(TEXT UNDER STUDY begins)

Ellen McCulloch-Lovell '69
Ellen McCulloch-Lovell served as president—the first female president—of Marlboro College from 2003 to 2014. She started her career as program director, then executive director, of the Vermont Arts Council, the state cultural agency, from 1970 to 1983. She served as U.S. Senator Patrick Leahy’s chief of staff in Washington, DC, from 1983 to 1994, during which time she supervised the DC and Vermont offices and performed as his political designee.
In 1994, McCulloch-Lovell was appointed executive director of the President’s Committee on the Arts and the Humanities, a presidential advisory committee, working with chairman and former Congressman John Brademas and with honorary chair Hillary Rodham Clinton. In 1997, she joined First Lady Hillary Rodham Clinton’s staff, first as deputy chief of staff then as director of the White House Millennium Council, where she and Mrs. Clinton created Save America’s Treasures, the first major preservation program in 20 years. After the White House, McCulloch-Lovell went to the American Folklife Center at the Library of Congress to found the Veterans History Project, collecting the firsthand accounts of those who served in wartime.

(TEXT UNDER STUDY ends)
(RECORDED INFORMATION begins)

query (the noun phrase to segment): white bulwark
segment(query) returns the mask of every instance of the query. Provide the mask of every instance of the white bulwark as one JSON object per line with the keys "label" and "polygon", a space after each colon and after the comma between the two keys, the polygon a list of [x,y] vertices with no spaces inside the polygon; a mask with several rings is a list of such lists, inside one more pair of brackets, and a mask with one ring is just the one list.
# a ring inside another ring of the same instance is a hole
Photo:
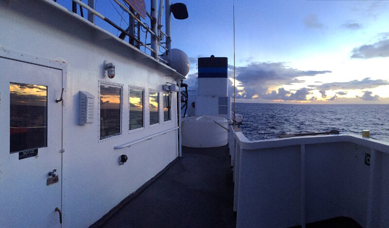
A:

(RECORDED INFORMATION ends)
(RECORDED INFORMATION begins)

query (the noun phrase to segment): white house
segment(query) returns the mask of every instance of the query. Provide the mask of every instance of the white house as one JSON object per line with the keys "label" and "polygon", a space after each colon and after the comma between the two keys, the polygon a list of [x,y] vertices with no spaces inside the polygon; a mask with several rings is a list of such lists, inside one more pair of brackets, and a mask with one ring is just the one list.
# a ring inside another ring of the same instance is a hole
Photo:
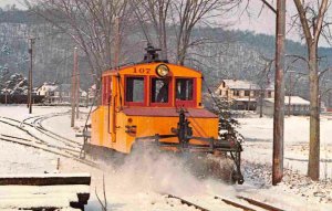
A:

(RECORDED INFORMATION ends)
(RECORDED INFORMATION begins)

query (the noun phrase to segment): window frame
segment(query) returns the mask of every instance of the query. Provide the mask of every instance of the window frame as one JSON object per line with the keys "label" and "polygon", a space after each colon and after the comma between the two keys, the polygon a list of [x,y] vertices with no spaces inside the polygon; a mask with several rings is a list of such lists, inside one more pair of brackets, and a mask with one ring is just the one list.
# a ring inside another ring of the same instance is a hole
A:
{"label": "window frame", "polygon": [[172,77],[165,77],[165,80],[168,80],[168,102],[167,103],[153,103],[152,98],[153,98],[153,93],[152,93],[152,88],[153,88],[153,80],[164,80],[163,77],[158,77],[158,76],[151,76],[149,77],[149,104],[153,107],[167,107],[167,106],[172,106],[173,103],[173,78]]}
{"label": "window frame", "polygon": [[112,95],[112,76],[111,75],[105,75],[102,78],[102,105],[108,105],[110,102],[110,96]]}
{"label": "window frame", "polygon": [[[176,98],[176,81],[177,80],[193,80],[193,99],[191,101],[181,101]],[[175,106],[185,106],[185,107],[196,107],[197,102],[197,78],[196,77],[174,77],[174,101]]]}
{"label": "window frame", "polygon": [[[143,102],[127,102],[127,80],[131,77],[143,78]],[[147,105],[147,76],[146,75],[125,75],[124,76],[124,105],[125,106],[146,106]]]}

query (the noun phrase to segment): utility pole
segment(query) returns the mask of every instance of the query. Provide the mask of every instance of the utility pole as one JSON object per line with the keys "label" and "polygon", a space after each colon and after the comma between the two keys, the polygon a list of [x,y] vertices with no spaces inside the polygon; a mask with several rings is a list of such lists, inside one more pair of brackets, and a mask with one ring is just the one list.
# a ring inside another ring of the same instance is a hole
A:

(RECORDED INFORMATION ends)

__REQUIRED ACTION A__. According to the McCulloch-Lovell biography, during which years was she president of Marlboro College?
__REQUIRED ACTION B__. Write the next part of the McCulloch-Lovell biography, starting after its final sentence.
These entries are separate material, unrelated to the McCulloch-Lovell biography.

__RESPONSE AREA A__. From 2003 to 2014.

__RESPONSE AREA B__.
McCulloch-Lovell has published numerous articles and speeches on the arts, education, and the cultural history of Vermont. She has participated on National Endowment for the Arts grants panels and testified before Congress on behalf of public funding for cultural life. She also served on the Board of Regents of the American Architecture Foundation, the National Science Foundation’s Biology Advisory Committee, and on the Association of Vermont Independent Colleges. She continues her civic engagement as chair of the Smithsonian’s Advisory Committee for the Center for Folklife and Cultural Heritage, and as a board member of Vermont Parks Forever, the Warren Wilson Friends of Writers, and The Frost Place. Her first book of poems, Gone, was published by Janus Press in 2010.